**LISTED RECORDS**
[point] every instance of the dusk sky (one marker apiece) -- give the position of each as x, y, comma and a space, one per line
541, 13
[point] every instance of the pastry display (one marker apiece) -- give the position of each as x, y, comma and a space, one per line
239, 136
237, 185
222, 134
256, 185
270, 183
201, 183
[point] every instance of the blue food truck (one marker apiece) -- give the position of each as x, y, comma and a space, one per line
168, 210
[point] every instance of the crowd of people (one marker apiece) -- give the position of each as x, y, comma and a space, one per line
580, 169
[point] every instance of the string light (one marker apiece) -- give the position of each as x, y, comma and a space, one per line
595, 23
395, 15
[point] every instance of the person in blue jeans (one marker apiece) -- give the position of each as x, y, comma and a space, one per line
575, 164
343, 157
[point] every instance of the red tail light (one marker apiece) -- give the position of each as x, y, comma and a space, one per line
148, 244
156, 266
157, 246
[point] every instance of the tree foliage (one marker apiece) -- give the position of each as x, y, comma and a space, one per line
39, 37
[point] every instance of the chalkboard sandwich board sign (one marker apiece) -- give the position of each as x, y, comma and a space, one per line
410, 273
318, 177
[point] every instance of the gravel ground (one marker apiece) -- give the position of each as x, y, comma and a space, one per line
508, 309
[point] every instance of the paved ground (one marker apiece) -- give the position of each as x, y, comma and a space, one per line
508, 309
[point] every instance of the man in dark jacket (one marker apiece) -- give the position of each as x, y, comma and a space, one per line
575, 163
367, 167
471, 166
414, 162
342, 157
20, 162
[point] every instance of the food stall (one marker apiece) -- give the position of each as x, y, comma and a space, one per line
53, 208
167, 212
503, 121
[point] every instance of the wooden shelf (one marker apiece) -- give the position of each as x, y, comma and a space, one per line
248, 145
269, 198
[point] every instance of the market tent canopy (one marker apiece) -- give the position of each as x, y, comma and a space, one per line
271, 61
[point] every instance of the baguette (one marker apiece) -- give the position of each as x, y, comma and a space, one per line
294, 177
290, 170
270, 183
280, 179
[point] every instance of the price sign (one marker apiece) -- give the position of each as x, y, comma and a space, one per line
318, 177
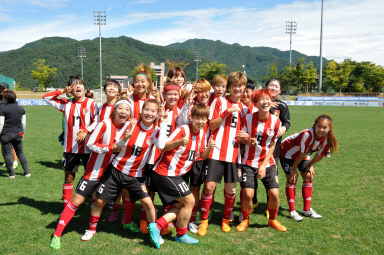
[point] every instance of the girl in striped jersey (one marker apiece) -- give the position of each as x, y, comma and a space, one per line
184, 144
143, 90
79, 114
102, 143
225, 123
296, 153
127, 168
260, 133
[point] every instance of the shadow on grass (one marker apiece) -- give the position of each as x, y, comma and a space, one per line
55, 164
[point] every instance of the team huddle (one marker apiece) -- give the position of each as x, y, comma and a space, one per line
171, 142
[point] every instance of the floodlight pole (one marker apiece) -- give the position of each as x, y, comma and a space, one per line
81, 55
100, 18
321, 49
290, 28
197, 60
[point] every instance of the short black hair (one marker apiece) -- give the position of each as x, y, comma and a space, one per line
10, 96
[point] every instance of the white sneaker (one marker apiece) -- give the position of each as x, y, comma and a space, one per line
193, 227
311, 213
240, 217
296, 216
232, 217
88, 235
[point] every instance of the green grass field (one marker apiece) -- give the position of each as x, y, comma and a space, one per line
348, 191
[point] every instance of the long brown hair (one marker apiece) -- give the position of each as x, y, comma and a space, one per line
331, 138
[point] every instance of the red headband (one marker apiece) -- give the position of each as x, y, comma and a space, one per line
171, 87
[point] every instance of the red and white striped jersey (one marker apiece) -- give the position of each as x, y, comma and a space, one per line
226, 148
265, 132
77, 115
304, 142
172, 120
132, 159
100, 143
137, 105
179, 161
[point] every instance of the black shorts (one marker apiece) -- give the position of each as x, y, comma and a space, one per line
170, 188
86, 187
217, 168
71, 161
249, 177
111, 187
195, 176
286, 164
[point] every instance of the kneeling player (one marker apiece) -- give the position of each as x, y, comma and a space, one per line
101, 143
258, 161
177, 159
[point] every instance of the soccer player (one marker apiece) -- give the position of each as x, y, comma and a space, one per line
143, 90
262, 130
167, 179
296, 153
127, 168
225, 123
79, 114
102, 144
280, 110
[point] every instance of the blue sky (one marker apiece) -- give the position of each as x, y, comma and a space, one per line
352, 28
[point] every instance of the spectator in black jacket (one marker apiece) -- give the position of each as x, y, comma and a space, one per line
12, 126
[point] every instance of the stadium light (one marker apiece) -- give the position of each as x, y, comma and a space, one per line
197, 60
290, 28
100, 19
81, 55
321, 49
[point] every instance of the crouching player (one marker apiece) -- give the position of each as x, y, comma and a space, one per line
167, 179
258, 161
101, 143
126, 170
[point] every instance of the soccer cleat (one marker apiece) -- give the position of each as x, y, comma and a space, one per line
186, 239
311, 213
165, 231
243, 225
88, 235
203, 227
192, 227
144, 226
55, 243
113, 216
225, 225
131, 227
276, 225
232, 217
296, 216
154, 234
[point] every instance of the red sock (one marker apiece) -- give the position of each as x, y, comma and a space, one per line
65, 218
181, 231
194, 213
93, 220
228, 204
290, 192
272, 213
67, 192
143, 214
161, 223
129, 209
307, 195
205, 204
246, 214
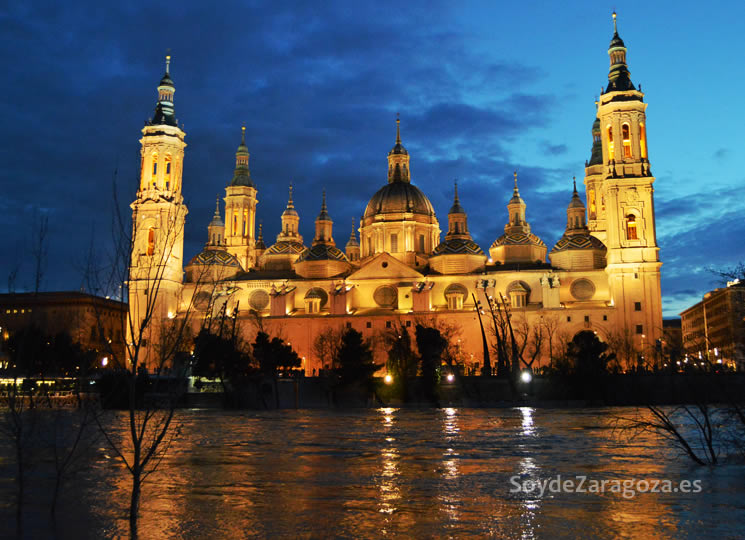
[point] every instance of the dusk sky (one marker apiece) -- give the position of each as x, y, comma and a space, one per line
483, 88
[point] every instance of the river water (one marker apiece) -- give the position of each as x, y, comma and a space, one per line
373, 473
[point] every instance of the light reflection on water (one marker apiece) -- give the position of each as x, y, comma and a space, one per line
392, 473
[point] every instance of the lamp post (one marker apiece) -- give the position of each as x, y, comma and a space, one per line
486, 369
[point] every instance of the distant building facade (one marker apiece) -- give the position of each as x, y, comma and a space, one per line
94, 322
714, 329
603, 275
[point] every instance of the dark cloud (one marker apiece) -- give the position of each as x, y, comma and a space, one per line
317, 86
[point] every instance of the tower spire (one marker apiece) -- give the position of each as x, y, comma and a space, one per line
619, 78
164, 110
324, 215
398, 158
242, 176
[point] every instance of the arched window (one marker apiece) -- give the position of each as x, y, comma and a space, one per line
631, 233
591, 200
167, 175
611, 147
154, 176
151, 241
626, 133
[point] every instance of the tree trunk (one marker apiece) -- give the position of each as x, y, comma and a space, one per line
134, 504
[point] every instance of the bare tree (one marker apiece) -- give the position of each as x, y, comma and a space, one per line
550, 325
326, 345
154, 343
701, 442
39, 249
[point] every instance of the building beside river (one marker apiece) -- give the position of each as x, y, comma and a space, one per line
397, 268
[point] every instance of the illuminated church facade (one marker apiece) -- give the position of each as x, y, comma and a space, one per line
602, 276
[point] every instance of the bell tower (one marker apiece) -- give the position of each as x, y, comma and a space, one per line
158, 215
621, 198
240, 210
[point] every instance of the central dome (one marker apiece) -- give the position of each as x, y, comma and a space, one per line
397, 198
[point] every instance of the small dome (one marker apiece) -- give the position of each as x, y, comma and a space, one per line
518, 239
398, 149
399, 197
322, 252
167, 81
352, 241
458, 246
314, 293
286, 248
577, 242
576, 202
215, 257
616, 42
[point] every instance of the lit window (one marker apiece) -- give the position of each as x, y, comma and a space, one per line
631, 233
151, 241
591, 197
167, 178
154, 176
626, 133
518, 298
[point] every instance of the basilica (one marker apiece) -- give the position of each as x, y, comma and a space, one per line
602, 276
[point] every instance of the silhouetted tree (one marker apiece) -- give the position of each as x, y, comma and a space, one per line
354, 361
589, 354
431, 345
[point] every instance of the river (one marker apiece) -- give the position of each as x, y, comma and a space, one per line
373, 473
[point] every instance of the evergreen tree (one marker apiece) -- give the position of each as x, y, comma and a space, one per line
431, 345
354, 360
274, 355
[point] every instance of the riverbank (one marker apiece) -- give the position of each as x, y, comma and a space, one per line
554, 391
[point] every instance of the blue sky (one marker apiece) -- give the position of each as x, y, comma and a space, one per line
483, 88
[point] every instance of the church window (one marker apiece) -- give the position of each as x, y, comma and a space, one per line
631, 233
626, 133
593, 208
151, 241
643, 140
154, 175
168, 173
611, 147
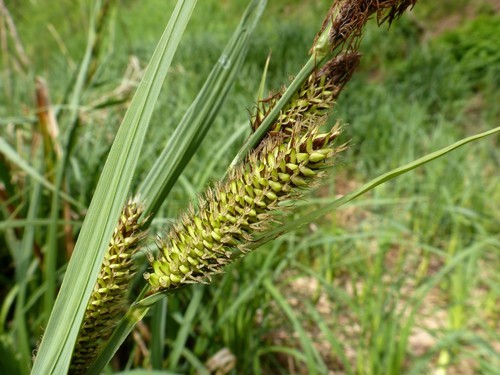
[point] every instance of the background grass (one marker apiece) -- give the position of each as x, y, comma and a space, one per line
403, 280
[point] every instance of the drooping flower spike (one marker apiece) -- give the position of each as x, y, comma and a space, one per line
109, 300
235, 212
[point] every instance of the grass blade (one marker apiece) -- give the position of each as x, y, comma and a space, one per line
200, 115
371, 185
57, 344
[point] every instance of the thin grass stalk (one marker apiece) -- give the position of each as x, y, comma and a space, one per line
51, 255
58, 341
22, 262
307, 218
198, 119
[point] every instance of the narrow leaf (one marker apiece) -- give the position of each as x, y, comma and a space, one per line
58, 341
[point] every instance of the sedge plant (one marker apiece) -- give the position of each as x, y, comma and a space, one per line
288, 153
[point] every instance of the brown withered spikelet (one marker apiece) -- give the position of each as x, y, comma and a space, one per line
109, 300
348, 18
235, 212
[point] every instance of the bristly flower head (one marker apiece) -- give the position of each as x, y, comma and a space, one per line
346, 19
235, 212
109, 300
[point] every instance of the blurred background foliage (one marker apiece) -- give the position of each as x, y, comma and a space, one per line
402, 280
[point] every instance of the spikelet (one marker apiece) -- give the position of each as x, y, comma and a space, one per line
231, 215
108, 301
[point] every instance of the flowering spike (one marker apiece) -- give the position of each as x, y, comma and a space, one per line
108, 301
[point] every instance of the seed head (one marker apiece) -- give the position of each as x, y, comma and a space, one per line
235, 212
108, 301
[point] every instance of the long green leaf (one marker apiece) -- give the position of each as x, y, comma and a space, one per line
149, 190
371, 185
12, 155
200, 115
58, 341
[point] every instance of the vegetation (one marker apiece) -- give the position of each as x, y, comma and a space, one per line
402, 279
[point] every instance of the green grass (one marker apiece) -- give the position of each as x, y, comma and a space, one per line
401, 280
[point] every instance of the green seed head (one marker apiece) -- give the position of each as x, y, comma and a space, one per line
108, 301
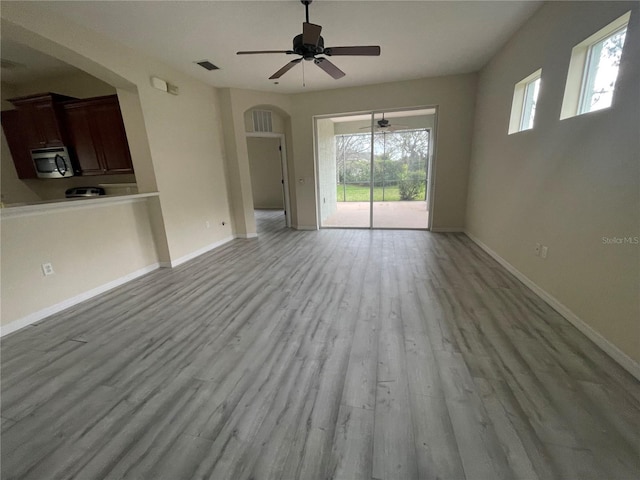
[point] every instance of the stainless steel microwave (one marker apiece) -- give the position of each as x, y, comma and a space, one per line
52, 162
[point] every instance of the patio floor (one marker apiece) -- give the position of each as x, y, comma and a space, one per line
411, 215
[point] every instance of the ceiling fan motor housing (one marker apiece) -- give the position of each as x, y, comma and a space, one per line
307, 51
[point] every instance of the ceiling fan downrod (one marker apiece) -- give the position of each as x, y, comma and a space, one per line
306, 8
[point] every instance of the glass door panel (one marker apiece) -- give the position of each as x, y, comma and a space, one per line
401, 159
344, 171
373, 169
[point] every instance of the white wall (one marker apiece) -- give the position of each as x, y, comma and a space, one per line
455, 98
266, 172
88, 248
235, 103
15, 190
184, 132
565, 184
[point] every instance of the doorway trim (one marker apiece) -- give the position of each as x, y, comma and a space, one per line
284, 169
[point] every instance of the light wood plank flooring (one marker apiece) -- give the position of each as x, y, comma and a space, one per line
338, 354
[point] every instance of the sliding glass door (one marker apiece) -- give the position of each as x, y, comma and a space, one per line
373, 169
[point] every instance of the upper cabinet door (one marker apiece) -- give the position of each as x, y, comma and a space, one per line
82, 141
109, 128
49, 126
40, 116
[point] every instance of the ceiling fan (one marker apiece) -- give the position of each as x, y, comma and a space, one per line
384, 126
309, 44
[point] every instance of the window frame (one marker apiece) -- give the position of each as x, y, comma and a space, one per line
520, 105
573, 97
590, 70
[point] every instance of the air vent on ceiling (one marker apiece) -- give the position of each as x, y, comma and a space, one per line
262, 121
208, 65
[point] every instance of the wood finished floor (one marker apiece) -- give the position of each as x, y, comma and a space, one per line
337, 354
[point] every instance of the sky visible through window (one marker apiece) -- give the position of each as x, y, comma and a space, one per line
602, 71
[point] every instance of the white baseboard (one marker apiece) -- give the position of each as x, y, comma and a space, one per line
447, 229
305, 227
609, 348
197, 253
69, 302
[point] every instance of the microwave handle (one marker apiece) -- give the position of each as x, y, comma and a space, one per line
62, 171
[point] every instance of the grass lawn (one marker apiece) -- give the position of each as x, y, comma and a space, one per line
359, 193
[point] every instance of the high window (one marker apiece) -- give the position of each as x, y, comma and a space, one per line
523, 108
603, 60
593, 70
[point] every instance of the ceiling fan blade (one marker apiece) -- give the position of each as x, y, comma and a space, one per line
329, 67
285, 69
370, 50
253, 52
311, 33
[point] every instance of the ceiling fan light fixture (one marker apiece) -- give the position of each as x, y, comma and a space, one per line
309, 44
207, 65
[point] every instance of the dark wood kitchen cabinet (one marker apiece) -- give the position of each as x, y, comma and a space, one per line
97, 136
18, 144
40, 117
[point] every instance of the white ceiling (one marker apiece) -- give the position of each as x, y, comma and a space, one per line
417, 38
25, 64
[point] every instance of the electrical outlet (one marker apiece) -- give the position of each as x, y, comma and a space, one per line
47, 269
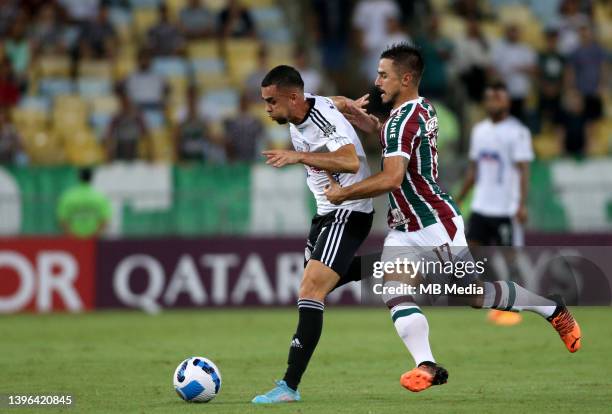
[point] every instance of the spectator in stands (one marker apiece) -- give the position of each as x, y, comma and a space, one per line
18, 48
252, 85
395, 33
572, 19
47, 32
330, 24
437, 50
193, 139
9, 86
515, 62
9, 9
83, 211
197, 21
145, 88
11, 151
165, 37
80, 11
244, 134
587, 73
370, 23
573, 132
97, 38
310, 75
236, 21
473, 60
550, 78
126, 131
469, 9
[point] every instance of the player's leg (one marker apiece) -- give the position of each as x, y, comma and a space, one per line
335, 241
510, 296
332, 256
408, 319
318, 280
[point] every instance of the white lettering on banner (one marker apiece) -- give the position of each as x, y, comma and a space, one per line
26, 285
10, 204
220, 264
61, 282
253, 278
185, 279
188, 279
289, 270
155, 283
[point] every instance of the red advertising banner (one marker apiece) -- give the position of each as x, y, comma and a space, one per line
46, 274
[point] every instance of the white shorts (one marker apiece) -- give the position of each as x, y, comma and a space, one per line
414, 244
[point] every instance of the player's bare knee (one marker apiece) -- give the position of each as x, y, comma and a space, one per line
318, 280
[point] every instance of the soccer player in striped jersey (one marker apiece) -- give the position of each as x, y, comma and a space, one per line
422, 215
325, 142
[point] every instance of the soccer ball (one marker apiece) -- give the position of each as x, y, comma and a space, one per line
197, 379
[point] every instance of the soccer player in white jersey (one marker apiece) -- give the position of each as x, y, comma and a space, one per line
422, 215
324, 141
500, 153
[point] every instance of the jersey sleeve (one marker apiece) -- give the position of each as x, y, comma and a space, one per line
522, 149
473, 153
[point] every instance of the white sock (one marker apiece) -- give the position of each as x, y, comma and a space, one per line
509, 296
412, 327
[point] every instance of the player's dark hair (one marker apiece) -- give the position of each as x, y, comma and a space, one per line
283, 76
85, 174
407, 58
497, 85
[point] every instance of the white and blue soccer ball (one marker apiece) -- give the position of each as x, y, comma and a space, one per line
197, 379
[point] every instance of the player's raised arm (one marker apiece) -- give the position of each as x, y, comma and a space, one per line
343, 160
354, 111
389, 179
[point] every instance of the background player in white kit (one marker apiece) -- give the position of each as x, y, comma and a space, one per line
500, 153
324, 141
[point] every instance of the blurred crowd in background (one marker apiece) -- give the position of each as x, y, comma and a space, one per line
85, 82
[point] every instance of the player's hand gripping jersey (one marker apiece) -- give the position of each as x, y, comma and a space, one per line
324, 129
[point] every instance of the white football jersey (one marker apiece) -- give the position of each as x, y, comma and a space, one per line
324, 129
496, 148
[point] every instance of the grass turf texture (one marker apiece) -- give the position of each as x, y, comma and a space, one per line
124, 361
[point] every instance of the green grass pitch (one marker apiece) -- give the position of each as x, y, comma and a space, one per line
122, 362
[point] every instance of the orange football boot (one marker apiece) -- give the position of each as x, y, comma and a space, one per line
504, 318
565, 324
424, 376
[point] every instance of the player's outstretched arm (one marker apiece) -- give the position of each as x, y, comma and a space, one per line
343, 160
389, 179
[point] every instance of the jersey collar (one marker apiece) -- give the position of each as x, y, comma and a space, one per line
399, 108
311, 102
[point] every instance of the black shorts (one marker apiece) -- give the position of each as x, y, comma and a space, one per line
335, 238
490, 231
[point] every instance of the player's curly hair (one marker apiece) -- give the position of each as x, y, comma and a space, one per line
407, 58
283, 76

**WHAT IS EXPECTED**
Starting at the line with "[point] every instance of the player's outstretched", copy every line up to and including the last one in the entries above.

**RESULT OF THE EXERCISE**
[point] every instance of the player's outstretched arm (one marker apiece) -- give the position of each as x, y, comma and a space, one per line
343, 160
389, 179
[point] every instance of the jersey collar (one marker apiece) -- give the position of each as x, y, comma and a space, one per line
399, 108
311, 102
[point] every instance of the black shorts (one marker apiece) -- give the position of each as x, y, comma and a space, one per line
335, 238
490, 231
[point] every instance of the player's curly hair (one marker apiece) -- give the position of each as x, y, comma and a space, one per line
407, 58
283, 76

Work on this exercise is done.